— Begin Raw data —

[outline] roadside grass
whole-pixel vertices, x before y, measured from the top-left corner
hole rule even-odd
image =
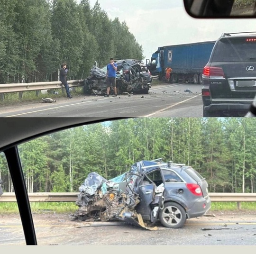
[[[256,210],[256,202],[241,202],[241,210]],[[238,210],[237,202],[212,202],[210,210],[213,211],[236,211]]]
[[[73,95],[81,95],[82,93],[82,87],[75,87],[75,91],[71,91]],[[4,99],[3,100],[0,100],[0,106],[12,106],[13,105],[18,105],[24,102],[37,102],[42,101],[42,98],[50,98],[54,100],[62,97],[66,97],[66,94],[64,89],[57,89],[55,91],[58,92],[58,94],[54,93],[47,93],[44,94],[39,90],[38,96],[36,95],[36,91],[27,91],[22,92],[21,99],[19,98],[19,92],[9,92],[4,94]]]
[[[32,213],[65,213],[74,212],[78,209],[78,206],[74,202],[31,202],[30,208]],[[18,212],[16,202],[0,202],[0,214],[9,214]]]
[[[30,207],[32,213],[45,213],[46,212],[55,212],[56,213],[66,213],[74,212],[78,209],[78,206],[75,202],[31,202]],[[256,202],[241,202],[242,210],[256,210]],[[238,211],[236,202],[212,202],[210,211]],[[9,214],[18,213],[17,203],[0,202],[0,214]]]

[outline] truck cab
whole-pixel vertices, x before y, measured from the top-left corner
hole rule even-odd
[[[163,66],[164,51],[160,47],[152,54],[151,59],[146,59],[146,65],[153,75],[158,75],[159,79],[162,78],[165,69]]]

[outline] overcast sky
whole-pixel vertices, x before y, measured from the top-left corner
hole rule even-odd
[[[93,7],[96,0],[90,0]],[[185,12],[183,0],[98,1],[110,18],[118,17],[120,22],[126,22],[142,45],[146,58],[160,46],[215,40],[223,32],[255,31],[256,27],[256,19],[193,18]]]

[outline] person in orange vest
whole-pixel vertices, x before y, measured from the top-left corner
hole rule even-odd
[[[173,70],[169,66],[168,66],[165,69],[165,79],[168,83],[169,83],[170,82],[170,76],[171,76],[171,73],[172,71]]]

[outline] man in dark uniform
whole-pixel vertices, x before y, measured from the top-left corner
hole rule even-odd
[[[61,70],[60,72],[60,81],[61,82],[62,84],[65,87],[65,89],[66,90],[66,92],[67,93],[68,98],[72,98],[73,96],[71,95],[71,94],[70,94],[70,92],[69,91],[69,87],[68,86],[68,84],[66,79],[67,71],[67,70],[66,70],[66,67],[67,64],[65,63],[62,64],[61,65]]]
[[[3,183],[2,181],[0,178],[0,196],[1,196],[1,195],[2,195],[3,194],[3,189],[2,189],[2,186],[1,186],[1,184],[2,183]]]

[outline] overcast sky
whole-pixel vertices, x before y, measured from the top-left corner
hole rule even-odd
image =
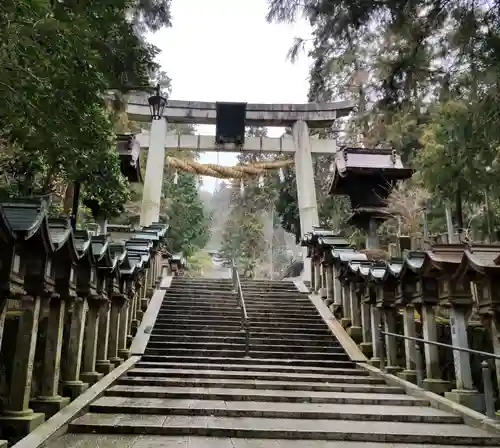
[[[161,54],[158,61],[172,78],[172,98],[191,101],[304,103],[309,60],[304,54],[292,64],[287,52],[296,36],[309,37],[306,22],[268,24],[267,0],[173,0],[173,27],[150,36]],[[214,135],[214,126],[199,126]],[[270,129],[279,136],[282,129]],[[215,153],[203,163],[217,163]],[[221,165],[235,156],[220,154]],[[203,188],[213,190],[214,179]]]

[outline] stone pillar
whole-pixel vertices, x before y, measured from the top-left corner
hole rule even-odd
[[[167,120],[153,120],[149,130],[149,151],[142,193],[141,226],[149,226],[160,218],[160,202],[165,166]]]
[[[373,356],[370,359],[369,363],[375,367],[380,366],[380,354],[378,349],[378,340],[380,335],[379,325],[381,322],[380,318],[380,310],[374,305],[370,305],[370,322],[372,328],[372,353]]]
[[[436,314],[431,304],[422,306],[422,332],[424,339],[438,342]],[[437,394],[443,394],[450,390],[450,384],[441,379],[441,368],[439,367],[439,352],[435,345],[424,344],[425,371],[424,388]]]
[[[137,313],[138,313],[138,307],[139,307],[139,291],[140,291],[140,288],[136,289],[135,290],[135,293],[134,293],[134,299],[133,299],[133,305],[132,305],[132,322],[131,322],[131,325],[132,325],[132,332],[131,334],[135,335],[135,333],[137,332],[137,328],[139,328],[139,320],[138,320],[138,316],[137,316]]]
[[[128,303],[128,322],[127,322],[127,347],[130,345],[134,335],[134,319],[135,319],[135,293],[129,295],[129,303]]]
[[[496,311],[491,313],[489,327],[491,328],[493,353],[500,355],[500,316]],[[500,384],[500,359],[495,359],[495,371],[497,384]]]
[[[129,314],[129,301],[125,300],[120,310],[120,328],[118,332],[118,357],[126,360],[130,357],[130,352],[127,348],[128,336],[128,314]]]
[[[0,349],[2,348],[3,333],[5,330],[5,318],[7,317],[7,299],[0,298]]]
[[[395,308],[383,308],[384,331],[386,333],[396,333],[396,310]],[[386,366],[388,373],[397,373],[401,370],[398,366],[398,345],[395,337],[385,337]]]
[[[363,342],[359,347],[367,358],[371,358],[373,355],[370,308],[371,305],[369,303],[361,303],[361,328],[363,332]]]
[[[96,371],[101,301],[89,299],[88,304],[89,310],[84,335],[85,351],[82,366],[83,372],[80,374],[80,378],[85,383],[94,384],[102,378],[102,373]]]
[[[337,268],[333,269],[333,303],[335,307],[342,306],[342,283],[338,277]]]
[[[66,335],[67,340],[65,341],[66,359],[62,369],[62,391],[64,395],[69,396],[72,400],[89,387],[87,383],[80,380],[87,309],[87,300],[77,297],[73,303],[69,334]],[[94,366],[94,364],[92,364],[92,366]]]
[[[123,299],[121,297],[113,297],[111,299],[111,312],[109,317],[109,342],[108,342],[108,359],[118,367],[123,359],[118,356],[118,339],[120,335],[121,310]]]
[[[309,269],[311,270],[310,272],[310,282],[311,282],[311,292],[316,291],[316,266],[314,265],[314,261],[310,258],[308,258],[310,261],[309,263]],[[304,270],[306,269],[306,265],[304,264]],[[304,277],[303,281],[307,281]]]
[[[109,314],[110,302],[106,300],[101,304],[99,310],[99,333],[97,343],[96,370],[107,375],[114,369],[114,365],[108,359],[108,340],[109,340]]]
[[[66,302],[64,300],[59,297],[50,299],[42,387],[40,396],[31,400],[31,407],[37,412],[43,412],[47,417],[57,414],[69,403],[68,397],[59,395],[65,311]]]
[[[467,323],[469,310],[462,306],[452,306],[450,315],[451,343],[457,347],[469,348],[467,338]],[[470,355],[467,352],[453,350],[455,364],[456,389],[446,392],[445,397],[474,409],[484,412],[484,399],[472,383]]]
[[[319,294],[321,292],[321,263],[317,259],[313,260],[312,262],[314,263],[314,276],[315,276],[314,291],[317,294]]]
[[[415,309],[411,306],[405,306],[403,309],[403,328],[404,335],[410,338],[415,338],[417,335],[415,326]],[[412,383],[417,382],[416,359],[417,350],[415,341],[405,339],[405,369],[398,373],[398,376]]]
[[[24,437],[45,420],[44,414],[35,413],[29,407],[40,317],[40,298],[25,296],[22,299],[22,307],[23,314],[19,319],[11,383],[4,414],[0,417],[0,427],[8,428],[15,440]]]
[[[349,333],[354,342],[359,344],[363,338],[360,313],[361,293],[354,282],[349,284],[349,296],[351,306],[351,326],[347,329],[347,333]]]
[[[299,120],[294,123],[292,135],[295,145],[295,178],[297,182],[297,202],[300,215],[300,232],[302,238],[307,232],[312,232],[314,226],[319,225],[318,208],[316,203],[316,185],[314,184],[314,170],[311,155],[311,141],[307,123]],[[163,164],[162,164],[163,169]],[[303,248],[304,276],[309,275],[311,260],[307,258],[307,248]],[[303,278],[303,280],[311,280]]]
[[[325,266],[325,282],[326,282],[326,305],[330,306],[333,303],[333,268]]]
[[[341,324],[344,328],[351,325],[351,298],[350,286],[346,282],[342,285],[342,319]]]

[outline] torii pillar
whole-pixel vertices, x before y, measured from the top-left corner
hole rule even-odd
[[[149,226],[160,220],[166,139],[166,118],[153,120],[149,131],[148,160],[142,193],[141,226]]]

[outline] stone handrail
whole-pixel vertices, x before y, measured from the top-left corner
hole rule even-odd
[[[238,306],[241,310],[241,331],[245,333],[245,356],[248,356],[250,352],[250,325],[245,298],[243,297],[243,289],[241,288],[240,273],[238,272],[234,260],[231,266],[231,273],[233,279],[233,292],[238,296]]]
[[[423,347],[422,386],[476,411],[486,410],[480,392],[485,366],[475,362],[477,353],[469,353],[467,334],[475,324],[487,335],[479,348],[500,355],[500,245],[436,244],[427,251],[373,260],[370,251],[352,248],[325,229],[307,234],[302,244],[311,258],[312,291],[323,298],[371,365],[380,366],[383,350],[385,371],[416,384],[411,338],[422,336],[429,341]],[[444,340],[438,332],[442,321],[451,329]],[[381,329],[386,333],[383,347]],[[453,350],[449,377],[443,376],[446,354],[439,343],[461,349]],[[496,361],[497,390],[499,379]]]
[[[380,326],[382,327],[382,326]],[[410,336],[404,336],[402,334],[389,333],[384,331],[383,328],[379,328],[379,345],[380,345],[380,370],[385,371],[385,339],[386,336],[389,338],[400,338],[405,341],[411,341],[415,343],[415,369],[417,373],[417,385],[419,387],[423,387],[424,385],[424,369],[423,369],[423,361],[422,361],[422,348],[421,345],[429,344],[436,347],[448,348],[454,351],[469,353],[471,355],[478,355],[481,358],[486,358],[488,360],[500,360],[500,356],[495,355],[494,353],[487,353],[480,350],[472,350],[464,347],[458,347],[456,345],[451,344],[443,344],[441,342],[429,341],[427,339],[422,338],[413,338]],[[493,385],[491,381],[491,367],[490,363],[484,360],[481,363],[482,377],[483,377],[483,399],[484,406],[486,409],[486,415],[491,418],[496,418],[496,410],[495,410],[495,397],[493,392]]]
[[[130,357],[167,227],[73,232],[43,200],[0,203],[1,438],[16,442]],[[118,233],[120,233],[118,232]],[[1,446],[1,444],[0,444]]]

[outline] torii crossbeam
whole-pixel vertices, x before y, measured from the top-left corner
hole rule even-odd
[[[134,93],[127,99],[127,114],[136,121],[151,121],[149,95]],[[167,134],[167,122],[191,124],[215,124],[217,105],[210,102],[169,100],[163,119],[153,120],[149,133],[141,133],[137,139],[142,148],[148,148],[146,176],[141,207],[141,225],[158,221],[163,185],[165,149],[197,149],[200,151],[239,152],[287,152],[294,154],[297,179],[297,197],[301,234],[318,226],[318,208],[314,185],[312,153],[333,154],[334,140],[312,139],[309,128],[330,127],[337,118],[347,116],[353,109],[352,102],[309,104],[247,104],[247,126],[292,127],[292,137],[248,138],[242,148],[234,145],[216,145],[210,136],[179,136]],[[304,280],[310,280],[310,259],[303,254]]]

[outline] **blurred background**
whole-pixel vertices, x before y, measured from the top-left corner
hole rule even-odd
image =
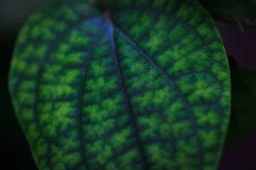
[[[14,113],[7,80],[10,61],[18,32],[28,17],[47,0],[0,1],[0,47],[2,49],[1,56],[2,65],[4,68],[3,73],[1,73],[3,75],[0,96],[0,103],[2,105],[0,118],[0,150],[4,157],[2,159],[1,167],[8,167],[9,169],[37,170]],[[216,21],[216,24],[227,54],[237,61],[239,67],[256,70],[256,29],[244,28],[245,32],[243,33],[237,25],[221,21]],[[235,90],[232,89],[233,94]],[[254,122],[256,122],[256,119]],[[236,126],[235,122],[232,123],[231,125]],[[253,129],[239,140],[234,142],[229,142],[228,144],[226,144],[227,146],[224,149],[219,170],[256,169],[256,127]],[[255,169],[251,169],[251,167]]]

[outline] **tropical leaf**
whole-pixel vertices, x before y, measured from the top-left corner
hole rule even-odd
[[[40,170],[216,169],[229,121],[221,39],[197,0],[51,0],[9,88]]]

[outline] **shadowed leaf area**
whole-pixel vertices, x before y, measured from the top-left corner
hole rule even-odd
[[[228,147],[256,128],[256,71],[239,68],[229,57],[231,85],[231,116],[225,141]]]
[[[51,0],[9,76],[40,170],[214,170],[229,121],[228,60],[197,0]]]

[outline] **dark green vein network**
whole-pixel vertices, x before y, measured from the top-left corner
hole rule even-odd
[[[230,82],[210,16],[96,1],[50,0],[17,38],[9,88],[38,169],[217,169]]]

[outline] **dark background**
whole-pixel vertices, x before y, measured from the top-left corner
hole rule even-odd
[[[7,88],[7,75],[19,30],[32,13],[47,0],[0,0],[0,56],[3,66],[0,83],[0,151],[3,157],[0,166],[8,169],[37,169],[14,113]],[[256,69],[256,29],[245,28],[245,33],[243,33],[237,26],[218,22],[216,26],[227,54],[233,57],[240,67]],[[255,144],[256,128],[244,139],[224,149],[219,170],[256,169]]]

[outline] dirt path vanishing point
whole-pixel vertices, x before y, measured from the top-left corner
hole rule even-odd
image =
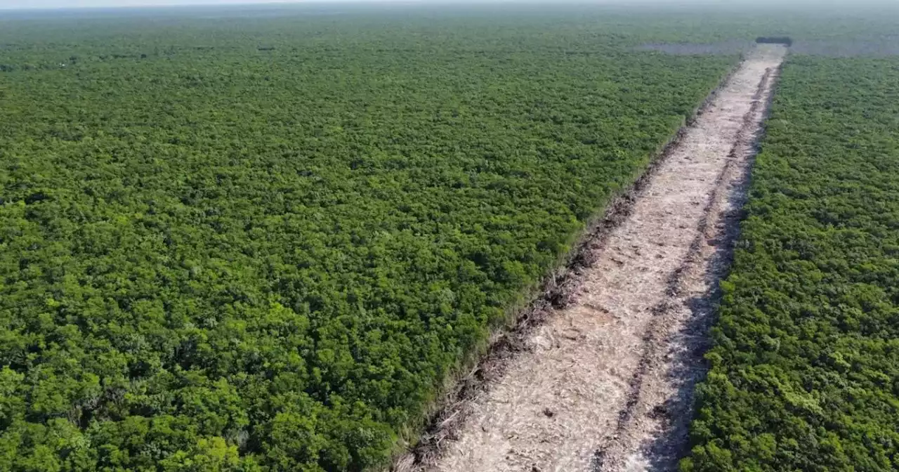
[[[786,49],[760,45],[669,150],[629,216],[464,408],[433,472],[672,471],[705,375],[710,315]],[[460,410],[461,411],[461,410]],[[458,412],[457,412],[458,413]]]

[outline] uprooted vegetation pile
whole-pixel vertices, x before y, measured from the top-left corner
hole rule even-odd
[[[0,470],[383,463],[736,59],[333,21],[0,29]]]
[[[897,67],[785,67],[682,472],[899,469]]]

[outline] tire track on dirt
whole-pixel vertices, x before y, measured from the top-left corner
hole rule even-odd
[[[690,410],[680,407],[681,423],[664,411],[691,403],[705,343],[695,330],[673,334],[694,321],[696,294],[708,298],[717,286],[717,272],[705,275],[721,259],[709,239],[738,222],[719,218],[723,202],[741,188],[732,183],[744,175],[752,152],[740,143],[760,128],[770,71],[784,53],[761,46],[747,56],[666,149],[619,224],[588,241],[580,271],[563,277],[572,288],[560,292],[566,299],[536,307],[527,335],[495,360],[499,375],[480,365],[468,376],[473,389],[460,396],[465,405],[447,409],[455,413],[426,438],[430,447],[400,459],[395,470],[672,467],[663,457],[682,444],[672,438],[685,434]]]

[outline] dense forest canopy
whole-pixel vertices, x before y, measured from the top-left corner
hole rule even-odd
[[[740,53],[637,47],[805,16],[4,13],[0,470],[383,464]]]

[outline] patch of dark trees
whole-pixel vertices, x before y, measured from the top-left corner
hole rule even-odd
[[[755,39],[756,44],[785,44],[788,47],[793,45],[793,39],[789,36],[759,36]]]

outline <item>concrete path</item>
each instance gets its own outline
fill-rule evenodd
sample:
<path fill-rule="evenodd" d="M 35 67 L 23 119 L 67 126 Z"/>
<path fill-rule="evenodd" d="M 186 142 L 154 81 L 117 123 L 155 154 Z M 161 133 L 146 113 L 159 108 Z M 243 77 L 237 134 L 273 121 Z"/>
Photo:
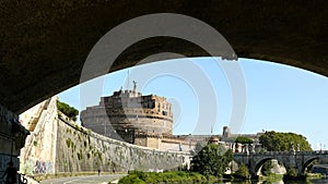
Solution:
<path fill-rule="evenodd" d="M 51 179 L 42 181 L 40 184 L 107 184 L 108 182 L 118 180 L 126 174 L 109 174 L 109 175 L 85 175 L 85 176 L 71 176 L 61 179 Z"/>

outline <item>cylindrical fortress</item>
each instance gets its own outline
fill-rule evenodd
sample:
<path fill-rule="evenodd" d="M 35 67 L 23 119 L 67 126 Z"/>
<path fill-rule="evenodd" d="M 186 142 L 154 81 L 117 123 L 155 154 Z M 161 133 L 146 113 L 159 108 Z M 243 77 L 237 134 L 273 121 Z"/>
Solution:
<path fill-rule="evenodd" d="M 115 91 L 102 97 L 98 106 L 81 112 L 82 125 L 110 138 L 131 144 L 137 137 L 171 136 L 172 105 L 156 95 L 142 96 L 133 90 Z"/>

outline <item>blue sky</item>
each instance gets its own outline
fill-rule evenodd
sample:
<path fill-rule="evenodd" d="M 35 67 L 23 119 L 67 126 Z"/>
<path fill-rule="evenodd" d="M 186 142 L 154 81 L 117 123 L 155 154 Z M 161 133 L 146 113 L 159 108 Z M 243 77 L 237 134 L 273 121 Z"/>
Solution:
<path fill-rule="evenodd" d="M 143 64 L 75 86 L 59 94 L 59 98 L 81 111 L 121 86 L 131 89 L 132 81 L 137 81 L 143 95 L 156 94 L 173 103 L 174 134 L 210 134 L 211 130 L 221 134 L 222 126 L 236 123 L 231 122 L 232 111 L 236 110 L 232 108 L 233 100 L 244 91 L 232 93 L 232 77 L 243 75 L 246 109 L 238 112 L 243 119 L 237 122 L 241 128 L 235 133 L 294 132 L 306 136 L 314 149 L 319 149 L 320 144 L 323 149 L 328 146 L 327 77 L 250 59 L 238 60 L 242 73 L 226 75 L 220 62 L 188 58 Z"/>

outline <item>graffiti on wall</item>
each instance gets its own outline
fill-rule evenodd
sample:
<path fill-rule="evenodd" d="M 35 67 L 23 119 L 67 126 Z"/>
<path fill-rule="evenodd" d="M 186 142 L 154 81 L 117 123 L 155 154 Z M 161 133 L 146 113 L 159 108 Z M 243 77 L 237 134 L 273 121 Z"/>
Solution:
<path fill-rule="evenodd" d="M 21 171 L 25 174 L 48 174 L 54 172 L 54 162 L 40 160 L 26 160 L 21 164 Z"/>
<path fill-rule="evenodd" d="M 52 172 L 54 172 L 54 167 L 51 161 L 36 160 L 34 164 L 34 174 L 47 174 Z"/>
<path fill-rule="evenodd" d="M 7 169 L 7 163 L 12 161 L 15 168 L 19 168 L 19 159 L 16 157 L 11 157 L 8 155 L 0 155 L 0 172 L 4 172 Z"/>

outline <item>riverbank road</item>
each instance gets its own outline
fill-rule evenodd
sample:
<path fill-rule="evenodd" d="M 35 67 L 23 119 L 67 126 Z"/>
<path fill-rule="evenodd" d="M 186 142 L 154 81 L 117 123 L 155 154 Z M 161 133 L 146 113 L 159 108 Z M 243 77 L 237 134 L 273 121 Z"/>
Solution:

— End Raw data —

**The problem:** Collect every line of the material above that contains the string "pillar", and copy each one out. Case counts.

**The answer:**
[outline] stone pillar
[outline] torii pillar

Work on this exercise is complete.